### Text section
^^^^

Mike Kelley's picture

This is both epic and beyond stupid at the same time. Epically stupid, maybe. Good lord.

Beautiful footage though...but holy lord...my brain is wrinkling at the stupidity

Robert Nurse's picture

"Stupid" doesn't even begin to describe this stunt. I don't have a drone, I don't fly them. I wouldn't mind though. But, that desire has be shelved because of all the regulation necessitated by this level of STUPIDITY! People always decry government "over regulation" and fail to lay blame at the feet of those that behave irresponsibly.

Steve Gould's picture

It's idiots like this who will ruin it for all of us. Hopefully no one gets killed in the process.

davidlovephotog's picture

Probably doesn't want to be recognized for that jerky camera movement that ruined the shot. So dumb and bad drone operator. Double threat.

Matthew Saville's picture

Can we quit villainizing folks as "the anti-drone crowd", and simply call them the "PLEASE OBEY THE LAW AND DON'T BE STUPID" crowd?

Because, as you mention, while laws are great and all, it requires both obedience and common sense plus a general respect for human life.

Just because drone pilots like this should be dragged out and prosecuted doesn't mean there is an "anti-drone crowd" that is out to "spoil the fun"...

Oliver Kmia's picture

Absolutely, I'm not talking about regular folks but the hardliners who want to forbid drones and pass stricter regulation following each incidents. My point is just to say that it doesn't work (otherwise there would be no crime if every illegal things were respected).

^^^^

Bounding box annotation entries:
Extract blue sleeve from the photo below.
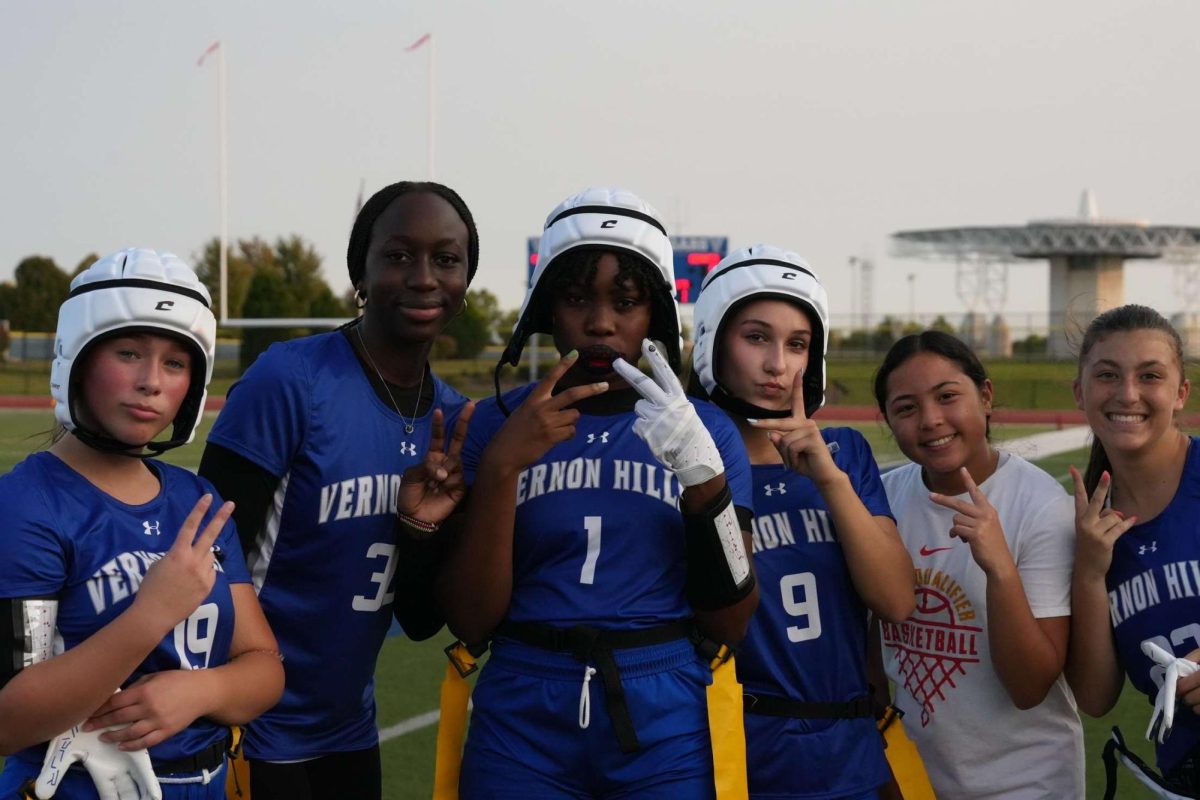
[827,428,895,519]
[696,403,754,513]
[209,344,312,477]
[193,476,250,583]
[462,398,499,486]
[0,477,67,599]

^^^^

### Exercise requirements
(A) Answer these questions from the comment thread about the drone stunt:
(i) According to Robert Nurse, what has caused his desire to fly a drone to be shelved?
(ii) What name does Matthew Saville propose in place of "the anti-drone crowd"?
(iii) Whom does Oliver Kmia say he is talking about?
(B) Write the next part of the comment thread about the drone stunt, picking up after Oliver Kmia's reply.
The entries are separate material with no connection to the comment thread about the drone stunt.

### Answers below
(A)
(i) All the regulation necessitated by this level of stupidity.
(ii) The "PLEASE OBEY THE LAW AND DON'T BE STUPID" crowd.
(iii) The hardliners who want to forbid drones and pass stricter regulation after each incident.

(B)
Benton Lam's picture

Regulation doesn't work doesn't mean we don't have a law against it.

As long as we let most people get a driver license, and let them buy beer with the same license as ID, there will be DUI.

The regulations are there to have a legal recourse when they do dumb shit.

Same for drones. We have regulations to keep the drones clear from airports, and existing laws can probably be argued to keep drones from getting too close to backyards.

They're there to state that there are behaviours that as a society, we do not want, and breaching them will have consequences.

Matthew Saville's picture

This is indeed an age-old issue. "If we make XYZ illegal, it won't stop /criminals/ from doing it, it'll only stop law-abiding citizens!" (this is particularly strong in the pro-gun arguments, but we shouldn't open that can of worms on a photography forum.)

The bottom line is that laws are indeed there for a reason, and they do indeed help, even if /some/ people still disobey the laws. We have laws against killing other human beings because it's a no-brainer. This is simply a seriously gray area with much more complex pros and cons and "rule-bending" people involved. That doesn't mean that it won't help at all if we do something like expand a certain no-fly zone, or start demanding that Parrot model drones be geo-fenced, and/or that all drones be made more difficult to hack, etc. etc.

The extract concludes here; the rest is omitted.